◆ **WORK TO DO**: Copy the items below character for character, beginning at the very start of the items and ending with the line that contains "256 174 L 254", including both ends.

◆ **DATA LINES**:

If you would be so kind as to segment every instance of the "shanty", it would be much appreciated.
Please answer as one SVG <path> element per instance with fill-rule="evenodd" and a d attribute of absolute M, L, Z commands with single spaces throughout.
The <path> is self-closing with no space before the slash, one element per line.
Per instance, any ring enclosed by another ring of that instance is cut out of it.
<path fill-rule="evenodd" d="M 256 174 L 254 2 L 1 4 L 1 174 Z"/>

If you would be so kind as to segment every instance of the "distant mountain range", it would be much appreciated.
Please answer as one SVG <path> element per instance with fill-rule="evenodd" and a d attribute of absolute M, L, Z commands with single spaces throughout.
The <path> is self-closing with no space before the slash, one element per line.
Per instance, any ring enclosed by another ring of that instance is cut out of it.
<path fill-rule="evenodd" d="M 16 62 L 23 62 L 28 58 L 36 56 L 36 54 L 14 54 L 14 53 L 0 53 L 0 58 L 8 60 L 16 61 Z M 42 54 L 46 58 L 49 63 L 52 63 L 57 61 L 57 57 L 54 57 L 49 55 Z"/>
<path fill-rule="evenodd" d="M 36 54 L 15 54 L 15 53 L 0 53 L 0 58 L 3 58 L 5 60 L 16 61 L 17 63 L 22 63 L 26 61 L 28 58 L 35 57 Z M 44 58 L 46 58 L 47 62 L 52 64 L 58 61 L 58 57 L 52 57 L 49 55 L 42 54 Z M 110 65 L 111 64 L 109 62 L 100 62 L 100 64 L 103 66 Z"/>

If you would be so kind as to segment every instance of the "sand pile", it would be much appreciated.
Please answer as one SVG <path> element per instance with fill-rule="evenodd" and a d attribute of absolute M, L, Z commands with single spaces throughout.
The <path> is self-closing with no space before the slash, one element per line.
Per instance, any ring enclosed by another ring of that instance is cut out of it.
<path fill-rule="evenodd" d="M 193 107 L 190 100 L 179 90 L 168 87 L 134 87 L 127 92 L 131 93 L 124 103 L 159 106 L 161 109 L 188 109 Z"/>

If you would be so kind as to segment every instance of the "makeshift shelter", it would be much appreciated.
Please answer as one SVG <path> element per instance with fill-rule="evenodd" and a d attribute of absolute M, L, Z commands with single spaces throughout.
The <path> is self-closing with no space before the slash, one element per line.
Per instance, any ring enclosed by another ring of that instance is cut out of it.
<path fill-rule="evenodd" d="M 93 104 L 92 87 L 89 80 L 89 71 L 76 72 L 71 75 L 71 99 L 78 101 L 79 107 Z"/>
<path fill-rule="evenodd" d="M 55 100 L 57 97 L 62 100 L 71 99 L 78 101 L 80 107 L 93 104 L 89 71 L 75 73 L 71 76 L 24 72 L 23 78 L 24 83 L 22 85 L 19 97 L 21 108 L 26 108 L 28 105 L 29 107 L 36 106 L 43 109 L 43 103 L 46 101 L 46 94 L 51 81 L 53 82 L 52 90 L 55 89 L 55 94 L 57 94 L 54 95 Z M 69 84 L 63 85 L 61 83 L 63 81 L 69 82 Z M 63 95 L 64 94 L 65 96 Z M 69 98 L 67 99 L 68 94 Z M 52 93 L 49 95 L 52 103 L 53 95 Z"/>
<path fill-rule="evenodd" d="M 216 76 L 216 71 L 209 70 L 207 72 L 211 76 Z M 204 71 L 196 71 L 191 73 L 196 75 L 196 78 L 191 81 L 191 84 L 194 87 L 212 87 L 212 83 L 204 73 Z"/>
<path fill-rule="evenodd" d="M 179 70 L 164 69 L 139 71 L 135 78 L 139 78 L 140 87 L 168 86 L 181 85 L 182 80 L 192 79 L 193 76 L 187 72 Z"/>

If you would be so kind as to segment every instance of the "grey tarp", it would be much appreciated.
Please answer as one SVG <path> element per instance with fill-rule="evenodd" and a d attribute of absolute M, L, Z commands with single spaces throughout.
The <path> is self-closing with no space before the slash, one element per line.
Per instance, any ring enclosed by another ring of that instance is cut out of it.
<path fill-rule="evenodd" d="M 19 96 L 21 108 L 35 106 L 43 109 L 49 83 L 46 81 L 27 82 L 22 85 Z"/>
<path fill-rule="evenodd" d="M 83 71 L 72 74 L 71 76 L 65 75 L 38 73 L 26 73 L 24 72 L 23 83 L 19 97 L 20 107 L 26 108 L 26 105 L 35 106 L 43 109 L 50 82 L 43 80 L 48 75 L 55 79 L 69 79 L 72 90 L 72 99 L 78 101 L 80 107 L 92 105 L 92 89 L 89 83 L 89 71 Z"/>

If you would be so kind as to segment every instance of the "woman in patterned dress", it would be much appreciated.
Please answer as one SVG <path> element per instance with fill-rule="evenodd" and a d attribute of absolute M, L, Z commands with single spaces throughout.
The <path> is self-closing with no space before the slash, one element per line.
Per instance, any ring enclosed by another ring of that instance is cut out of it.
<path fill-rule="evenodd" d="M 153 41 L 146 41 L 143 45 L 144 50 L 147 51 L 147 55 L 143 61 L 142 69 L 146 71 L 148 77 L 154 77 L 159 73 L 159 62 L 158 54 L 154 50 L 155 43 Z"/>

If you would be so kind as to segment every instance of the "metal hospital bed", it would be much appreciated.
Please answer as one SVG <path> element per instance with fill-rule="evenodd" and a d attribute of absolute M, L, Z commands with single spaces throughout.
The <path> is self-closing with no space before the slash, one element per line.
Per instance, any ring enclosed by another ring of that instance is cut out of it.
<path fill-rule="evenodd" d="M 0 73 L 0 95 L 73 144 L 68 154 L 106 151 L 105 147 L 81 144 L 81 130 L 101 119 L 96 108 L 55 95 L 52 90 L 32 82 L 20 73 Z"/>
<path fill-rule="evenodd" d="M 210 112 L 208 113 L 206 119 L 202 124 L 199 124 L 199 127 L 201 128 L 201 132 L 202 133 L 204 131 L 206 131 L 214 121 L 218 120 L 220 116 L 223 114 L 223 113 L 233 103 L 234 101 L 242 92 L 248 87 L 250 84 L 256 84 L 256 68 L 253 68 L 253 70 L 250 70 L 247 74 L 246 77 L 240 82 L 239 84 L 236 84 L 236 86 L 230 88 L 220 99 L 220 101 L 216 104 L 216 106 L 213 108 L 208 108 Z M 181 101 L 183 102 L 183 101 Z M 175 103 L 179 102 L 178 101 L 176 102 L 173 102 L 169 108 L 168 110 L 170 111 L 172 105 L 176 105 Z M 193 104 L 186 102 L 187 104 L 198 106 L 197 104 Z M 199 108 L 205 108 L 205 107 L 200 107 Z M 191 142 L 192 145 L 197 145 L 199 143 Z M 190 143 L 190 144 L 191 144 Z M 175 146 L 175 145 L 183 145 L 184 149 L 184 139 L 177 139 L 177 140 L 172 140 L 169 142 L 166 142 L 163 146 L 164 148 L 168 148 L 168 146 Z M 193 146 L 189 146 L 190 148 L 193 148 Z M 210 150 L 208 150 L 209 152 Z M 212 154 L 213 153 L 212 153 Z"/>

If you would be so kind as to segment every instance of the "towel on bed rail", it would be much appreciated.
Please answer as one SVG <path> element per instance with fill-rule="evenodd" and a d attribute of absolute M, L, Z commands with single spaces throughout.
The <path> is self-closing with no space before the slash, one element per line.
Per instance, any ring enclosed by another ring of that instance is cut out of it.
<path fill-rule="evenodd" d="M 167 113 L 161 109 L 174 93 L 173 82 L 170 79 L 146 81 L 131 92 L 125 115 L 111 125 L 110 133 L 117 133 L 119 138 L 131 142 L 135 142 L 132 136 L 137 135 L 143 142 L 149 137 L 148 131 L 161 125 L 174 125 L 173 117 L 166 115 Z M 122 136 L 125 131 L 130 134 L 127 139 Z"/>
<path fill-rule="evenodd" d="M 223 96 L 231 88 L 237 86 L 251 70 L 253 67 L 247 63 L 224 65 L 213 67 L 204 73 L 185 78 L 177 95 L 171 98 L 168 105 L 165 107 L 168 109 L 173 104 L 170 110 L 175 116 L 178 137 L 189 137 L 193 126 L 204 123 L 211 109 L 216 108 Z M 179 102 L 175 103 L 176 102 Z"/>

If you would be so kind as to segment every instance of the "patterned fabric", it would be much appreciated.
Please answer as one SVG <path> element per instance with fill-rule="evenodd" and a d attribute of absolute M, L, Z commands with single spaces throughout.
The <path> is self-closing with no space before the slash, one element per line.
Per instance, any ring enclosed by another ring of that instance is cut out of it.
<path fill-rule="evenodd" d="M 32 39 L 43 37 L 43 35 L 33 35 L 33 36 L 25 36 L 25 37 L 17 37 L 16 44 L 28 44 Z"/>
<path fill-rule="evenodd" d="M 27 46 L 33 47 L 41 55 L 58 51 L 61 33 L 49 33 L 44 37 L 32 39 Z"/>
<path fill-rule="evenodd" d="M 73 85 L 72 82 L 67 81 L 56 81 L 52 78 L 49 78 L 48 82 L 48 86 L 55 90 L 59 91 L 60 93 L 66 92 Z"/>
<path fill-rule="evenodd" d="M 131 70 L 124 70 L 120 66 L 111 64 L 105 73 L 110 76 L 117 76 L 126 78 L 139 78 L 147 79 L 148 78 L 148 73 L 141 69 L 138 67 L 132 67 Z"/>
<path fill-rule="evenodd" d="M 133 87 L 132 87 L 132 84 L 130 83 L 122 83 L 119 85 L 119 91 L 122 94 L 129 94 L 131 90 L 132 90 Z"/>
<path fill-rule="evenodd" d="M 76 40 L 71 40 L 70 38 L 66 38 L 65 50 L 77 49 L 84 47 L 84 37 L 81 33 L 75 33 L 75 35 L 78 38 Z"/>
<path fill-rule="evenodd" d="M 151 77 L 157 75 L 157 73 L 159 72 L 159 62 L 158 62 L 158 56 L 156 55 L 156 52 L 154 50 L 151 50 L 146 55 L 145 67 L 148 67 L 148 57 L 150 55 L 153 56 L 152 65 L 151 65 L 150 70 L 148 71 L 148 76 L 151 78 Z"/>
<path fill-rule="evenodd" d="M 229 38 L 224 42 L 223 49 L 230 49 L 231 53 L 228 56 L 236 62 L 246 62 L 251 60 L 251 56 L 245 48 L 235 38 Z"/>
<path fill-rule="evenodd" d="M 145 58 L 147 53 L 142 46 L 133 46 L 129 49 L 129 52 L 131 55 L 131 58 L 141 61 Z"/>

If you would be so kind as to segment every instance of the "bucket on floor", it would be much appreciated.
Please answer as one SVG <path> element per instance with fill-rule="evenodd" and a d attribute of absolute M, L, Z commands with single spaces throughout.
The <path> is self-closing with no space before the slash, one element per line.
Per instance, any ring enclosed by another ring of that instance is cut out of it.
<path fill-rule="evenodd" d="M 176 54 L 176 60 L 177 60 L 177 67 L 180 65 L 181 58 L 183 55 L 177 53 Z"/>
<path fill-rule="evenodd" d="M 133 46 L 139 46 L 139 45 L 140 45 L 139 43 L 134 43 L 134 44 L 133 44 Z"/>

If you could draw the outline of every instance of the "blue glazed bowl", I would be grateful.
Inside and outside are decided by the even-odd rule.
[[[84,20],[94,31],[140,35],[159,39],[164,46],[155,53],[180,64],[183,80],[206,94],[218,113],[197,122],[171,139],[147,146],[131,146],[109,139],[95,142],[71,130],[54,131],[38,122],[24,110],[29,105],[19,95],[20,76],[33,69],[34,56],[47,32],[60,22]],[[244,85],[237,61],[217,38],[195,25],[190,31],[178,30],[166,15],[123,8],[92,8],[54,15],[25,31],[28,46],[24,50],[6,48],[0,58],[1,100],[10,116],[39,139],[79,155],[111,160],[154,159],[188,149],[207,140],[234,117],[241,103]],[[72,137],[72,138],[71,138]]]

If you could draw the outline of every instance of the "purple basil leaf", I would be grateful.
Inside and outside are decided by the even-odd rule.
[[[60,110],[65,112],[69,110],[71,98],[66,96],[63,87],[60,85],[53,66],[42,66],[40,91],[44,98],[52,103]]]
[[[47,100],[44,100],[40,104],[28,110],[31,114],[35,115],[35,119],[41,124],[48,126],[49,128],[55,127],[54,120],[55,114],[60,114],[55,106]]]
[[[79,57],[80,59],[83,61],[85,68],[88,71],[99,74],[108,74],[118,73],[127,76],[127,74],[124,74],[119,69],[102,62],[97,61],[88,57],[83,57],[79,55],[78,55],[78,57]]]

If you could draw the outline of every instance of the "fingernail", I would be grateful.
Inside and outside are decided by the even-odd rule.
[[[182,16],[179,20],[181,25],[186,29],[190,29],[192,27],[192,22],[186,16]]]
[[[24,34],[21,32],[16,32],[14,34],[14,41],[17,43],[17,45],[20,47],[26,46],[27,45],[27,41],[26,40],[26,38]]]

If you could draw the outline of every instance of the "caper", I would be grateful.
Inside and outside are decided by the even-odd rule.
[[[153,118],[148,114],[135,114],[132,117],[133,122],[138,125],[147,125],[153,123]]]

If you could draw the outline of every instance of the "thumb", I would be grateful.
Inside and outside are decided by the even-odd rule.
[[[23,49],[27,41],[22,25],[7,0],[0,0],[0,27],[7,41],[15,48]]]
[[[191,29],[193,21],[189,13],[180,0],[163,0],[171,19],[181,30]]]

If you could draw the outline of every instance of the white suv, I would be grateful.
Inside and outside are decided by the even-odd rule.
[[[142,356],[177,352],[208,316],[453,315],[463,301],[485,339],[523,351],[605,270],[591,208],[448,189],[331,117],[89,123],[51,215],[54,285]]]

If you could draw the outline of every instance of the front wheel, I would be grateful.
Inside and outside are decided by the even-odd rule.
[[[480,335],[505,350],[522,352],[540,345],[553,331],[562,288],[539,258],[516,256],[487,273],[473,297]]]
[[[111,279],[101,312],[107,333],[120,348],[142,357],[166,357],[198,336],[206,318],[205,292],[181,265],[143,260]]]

◆ **WRITTEN SOLUTION**:
If you would be so kind as to segment every instance of the "shanty", it would be much appreciated.
Please answer as one SVG <path> element per instance with fill-rule="evenodd" and a d attribute of absolute M, L, Z commands with single spaces throughout.
The <path> is self-closing with no space before the slash, one element per line.
Per instance, any ring enclosed by another ring of that instance is cut out of it.
<path fill-rule="evenodd" d="M 256 174 L 254 2 L 1 4 L 1 174 Z"/>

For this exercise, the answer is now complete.